- [Given instruction] Transcribe the entries word for word, starting at the line containing "Would you mind tagging the orange" and ending at the final line of the entries, including both.

(Pointing entries)
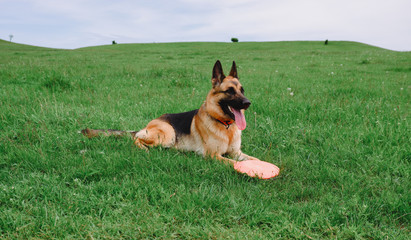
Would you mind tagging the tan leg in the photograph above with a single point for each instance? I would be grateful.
(224, 159)
(156, 133)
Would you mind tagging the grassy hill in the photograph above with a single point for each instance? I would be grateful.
(341, 139)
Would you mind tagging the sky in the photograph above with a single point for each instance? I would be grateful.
(73, 24)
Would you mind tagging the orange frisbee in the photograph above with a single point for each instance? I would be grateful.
(257, 168)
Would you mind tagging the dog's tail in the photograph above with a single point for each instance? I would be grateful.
(90, 133)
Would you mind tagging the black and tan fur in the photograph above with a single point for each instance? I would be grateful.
(210, 130)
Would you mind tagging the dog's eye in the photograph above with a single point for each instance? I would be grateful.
(230, 91)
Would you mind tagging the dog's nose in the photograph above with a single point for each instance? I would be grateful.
(246, 103)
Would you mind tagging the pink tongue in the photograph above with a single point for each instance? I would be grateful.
(239, 119)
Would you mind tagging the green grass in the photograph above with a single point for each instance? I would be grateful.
(342, 142)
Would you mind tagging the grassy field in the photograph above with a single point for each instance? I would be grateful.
(334, 118)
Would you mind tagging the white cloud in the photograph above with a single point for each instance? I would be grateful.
(77, 23)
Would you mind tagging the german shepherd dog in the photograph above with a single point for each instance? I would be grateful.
(213, 130)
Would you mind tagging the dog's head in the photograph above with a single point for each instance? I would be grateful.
(229, 94)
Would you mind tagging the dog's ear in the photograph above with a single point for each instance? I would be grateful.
(233, 71)
(218, 75)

- [Finished exercise]
Would you mind tagging the orange frisbee in the photograph above with a single point for each instance? I would be grateful.
(257, 168)
Would you mind tagging the dog's tail in the photograph above with a single point for each instance? I would be grateful.
(90, 133)
Would you mind tagging the black and tan fur in the photograph above with a single point for each instance? I would be grateful.
(210, 130)
Would you mind tagging the dog's eye in the photograph above with a single point for each instance? I would be grateful.
(230, 91)
Would you mind tagging the dog's nose in the photograph above with a single point for each instance? I would be grateful.
(246, 103)
Would you mind tagging the pink tongue in the photograph above with a single point for each instance? I would be grateful.
(239, 119)
Would you mind tagging the green grass in the photograph above with a single point for each instance? I would be grateful.
(342, 142)
Would you mind tagging the grassy field in the photograph above with a single point for each instance? I would be grateful.
(334, 118)
Would you mind tagging the white cloud in the photograph above with a single point for each instance? I would be grateful.
(77, 23)
Would you mind tagging the german shepherd dog in the photograph above with a single point for each instance? I would be grateful.
(213, 130)
Would you mind tagging the dog's head in the photograph above with a single point for each instance? I would be grateful.
(229, 94)
Would you mind tagging the dog's ear in the photograph above with a single point for each instance? I would be grateful.
(233, 71)
(218, 75)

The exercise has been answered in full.